• _課題 1_
抜粋本文について、次の問いに答えてください。
(a) 「声聞乗」は括弧内でどのように言い換えられていますか。
(b) 「辟支仏乗」の人は、例え話の子達が何の車を求める様子にたとえられていますか。
(c) 菩薩が「摩訶薩」と名づけられるのは、何を求めるからですか。
• _課題 2_
抜粋本文のうち、「この人を「辟支仏乗」(、「独覚の段階の人」)と名づける。」から「この人を「大乗」(、「菩薩の段階の人」)と名づける。」までを一字も変えずに打ち直してください。

• _抜粋本文_
この人を「声聞乗」(、「声聞の段階の人」)と名づける。

 例え話の諸々の子達が、羊車を求めて、「火宅」、「火事の家」を脱出するような物なのである。


 もし、ある「衆生」、「生者」が、仏により、法を聞いて、信じて受け入れて、慇懃に精進して、「自然慧」、「自然に得られる智慧」を求めて、独りの善い寂静を楽しんで、「諸法」、「全てのもの」の「因縁」、「原因と繋がり」を深く知ったら、

この人を「辟支仏乗」(、「独覚の段階の人」)と名づける。

 例え話の諸々の子達が、鹿車を求めて、「火宅」、「火事の家」を脱出するような物なのである。


 もし、ある「衆生」、「生者」が、仏により、法を聞いて、信じて受け入れて、精進につとめて修行して、「一切智」、「一切の智慧」、「仏智」、「仏の智慧」、「自然慧」、「自然に得られる智慧」、「無師智」、「師がいなくても得られる知」、如来(、仏)の知見、力、畏れる所が無いことを求めて、量り知れないほど多数の「衆生」、「生者」を思いやって安楽にさせて、天人に利益をもたらして、一切のものを仏土へ渡して解脱させたら、

この人を「大乗」(、「菩薩の段階の人」)と名づける。

 菩薩は、この「大乗」を求めるので、「摩訶薩」、「大いなる(生)者」と名づける。

 例え話の諸々の子達が、牛車を求めて、「火宅」、「火事の家」を脱出するような物なのである。

(物体の位置に関するデータセットのレコード)
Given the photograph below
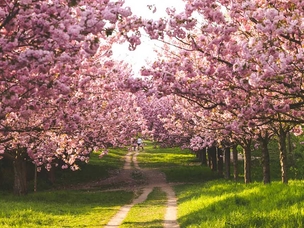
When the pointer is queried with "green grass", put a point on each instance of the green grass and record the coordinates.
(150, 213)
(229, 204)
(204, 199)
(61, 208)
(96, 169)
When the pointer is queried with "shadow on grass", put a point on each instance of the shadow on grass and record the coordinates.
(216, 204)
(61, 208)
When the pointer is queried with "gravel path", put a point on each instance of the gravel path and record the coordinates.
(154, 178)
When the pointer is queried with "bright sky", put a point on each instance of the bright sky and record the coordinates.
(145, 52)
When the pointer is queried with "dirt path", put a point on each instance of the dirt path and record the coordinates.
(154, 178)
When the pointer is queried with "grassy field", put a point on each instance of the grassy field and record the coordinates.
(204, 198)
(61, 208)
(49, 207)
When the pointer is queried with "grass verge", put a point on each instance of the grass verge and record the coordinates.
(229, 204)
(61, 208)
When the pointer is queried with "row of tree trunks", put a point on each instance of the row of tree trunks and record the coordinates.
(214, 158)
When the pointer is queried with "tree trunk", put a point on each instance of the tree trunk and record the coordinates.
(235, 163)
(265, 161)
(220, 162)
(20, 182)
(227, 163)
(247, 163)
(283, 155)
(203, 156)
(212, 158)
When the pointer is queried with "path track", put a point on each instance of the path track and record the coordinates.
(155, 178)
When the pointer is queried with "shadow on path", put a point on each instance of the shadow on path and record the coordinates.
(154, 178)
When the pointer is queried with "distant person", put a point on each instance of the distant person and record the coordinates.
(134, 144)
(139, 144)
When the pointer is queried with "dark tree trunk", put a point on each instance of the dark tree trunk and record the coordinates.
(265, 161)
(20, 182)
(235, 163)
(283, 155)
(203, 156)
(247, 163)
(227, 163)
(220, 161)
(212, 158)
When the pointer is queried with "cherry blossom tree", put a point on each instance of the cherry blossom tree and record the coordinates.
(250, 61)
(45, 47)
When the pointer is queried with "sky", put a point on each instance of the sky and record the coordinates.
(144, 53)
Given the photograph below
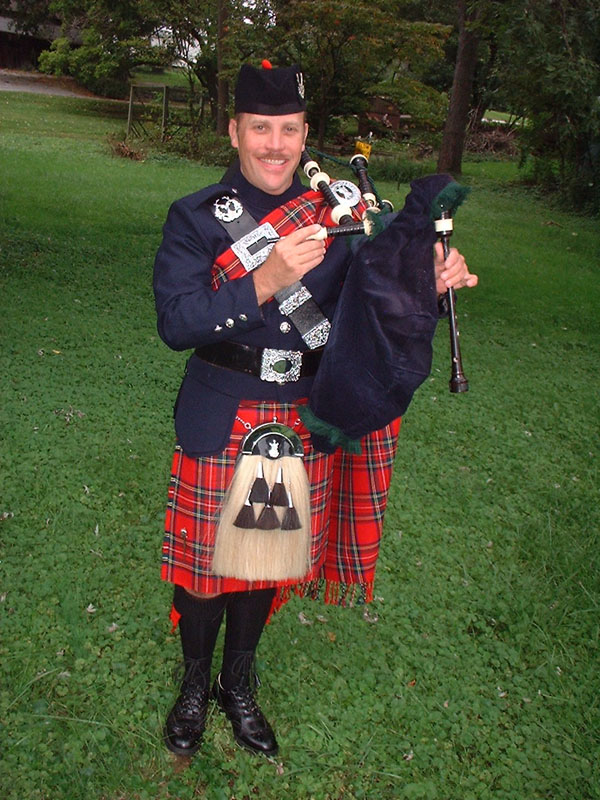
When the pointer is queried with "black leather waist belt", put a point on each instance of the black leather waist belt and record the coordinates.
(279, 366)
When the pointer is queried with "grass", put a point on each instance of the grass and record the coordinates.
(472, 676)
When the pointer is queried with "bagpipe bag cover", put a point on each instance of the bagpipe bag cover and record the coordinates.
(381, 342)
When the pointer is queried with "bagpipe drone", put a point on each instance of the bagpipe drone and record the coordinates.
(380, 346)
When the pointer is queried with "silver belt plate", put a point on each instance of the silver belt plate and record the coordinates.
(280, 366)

==

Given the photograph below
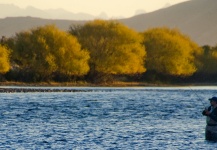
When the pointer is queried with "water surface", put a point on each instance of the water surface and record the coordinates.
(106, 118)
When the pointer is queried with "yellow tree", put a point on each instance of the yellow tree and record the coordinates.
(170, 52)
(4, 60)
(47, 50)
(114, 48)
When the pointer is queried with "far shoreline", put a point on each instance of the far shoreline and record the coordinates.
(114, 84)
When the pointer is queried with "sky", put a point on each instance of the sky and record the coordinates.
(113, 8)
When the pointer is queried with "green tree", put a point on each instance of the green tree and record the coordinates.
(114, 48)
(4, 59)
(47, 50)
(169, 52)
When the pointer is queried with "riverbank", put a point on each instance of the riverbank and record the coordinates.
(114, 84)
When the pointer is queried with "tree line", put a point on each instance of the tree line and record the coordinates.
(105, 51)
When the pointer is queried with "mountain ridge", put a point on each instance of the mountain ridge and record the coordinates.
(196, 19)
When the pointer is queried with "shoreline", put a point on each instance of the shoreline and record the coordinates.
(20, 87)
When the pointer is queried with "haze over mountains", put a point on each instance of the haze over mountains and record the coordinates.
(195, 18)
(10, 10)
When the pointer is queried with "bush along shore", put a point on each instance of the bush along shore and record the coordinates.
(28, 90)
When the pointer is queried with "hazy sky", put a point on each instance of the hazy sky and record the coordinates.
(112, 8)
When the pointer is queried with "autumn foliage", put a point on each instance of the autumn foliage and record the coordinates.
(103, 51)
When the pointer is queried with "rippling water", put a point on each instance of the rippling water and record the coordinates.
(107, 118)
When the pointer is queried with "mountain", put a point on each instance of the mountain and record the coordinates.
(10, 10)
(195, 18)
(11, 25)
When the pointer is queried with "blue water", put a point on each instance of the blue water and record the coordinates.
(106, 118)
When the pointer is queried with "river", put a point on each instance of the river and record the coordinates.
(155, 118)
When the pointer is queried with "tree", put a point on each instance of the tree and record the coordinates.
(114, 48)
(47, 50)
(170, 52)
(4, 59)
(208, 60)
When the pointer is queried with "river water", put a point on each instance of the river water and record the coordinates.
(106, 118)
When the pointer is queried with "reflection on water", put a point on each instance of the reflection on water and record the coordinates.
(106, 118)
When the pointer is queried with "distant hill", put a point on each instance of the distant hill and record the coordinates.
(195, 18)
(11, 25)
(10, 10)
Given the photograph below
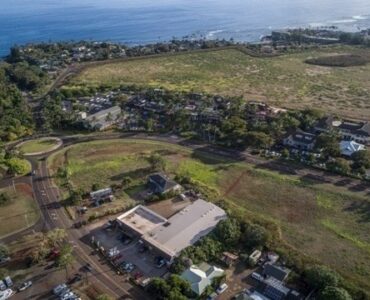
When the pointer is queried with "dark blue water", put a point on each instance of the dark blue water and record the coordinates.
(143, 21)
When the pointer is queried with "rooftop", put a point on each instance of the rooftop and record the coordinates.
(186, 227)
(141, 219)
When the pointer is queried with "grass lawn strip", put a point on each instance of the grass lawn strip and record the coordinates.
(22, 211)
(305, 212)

• _解答 1_
(a) 「声聞の段階の人」
(b) 鹿車
(c) 「大乗」

• _解答 2_
この人を「辟支仏乗」(、「独覚の段階の人」)と名づける。

 例え話の諸々の子達が、鹿車を求めて、「火宅」、「火事の家」を脱出するような物なのである。


 もし、ある「衆生」、「生者」が、仏により、法を聞いて、信じて受け入れて、精進につとめて修行して、「一切智」、「一切の智慧」、「仏智」、「仏の智慧」、「自然慧」、「自然に得られる智慧」、「無師智」、「師がいなくても得られる知」、如来(、仏)の知見、力、畏れる所が無いことを求めて、量り知れないほど多数の「衆生」、「生者」を思いやって安楽にさせて、天人に利益をもたらして、一切のものを仏土へ渡して解脱させたら、

この人を「大乗」(、「菩薩の段階の人」)と名づける。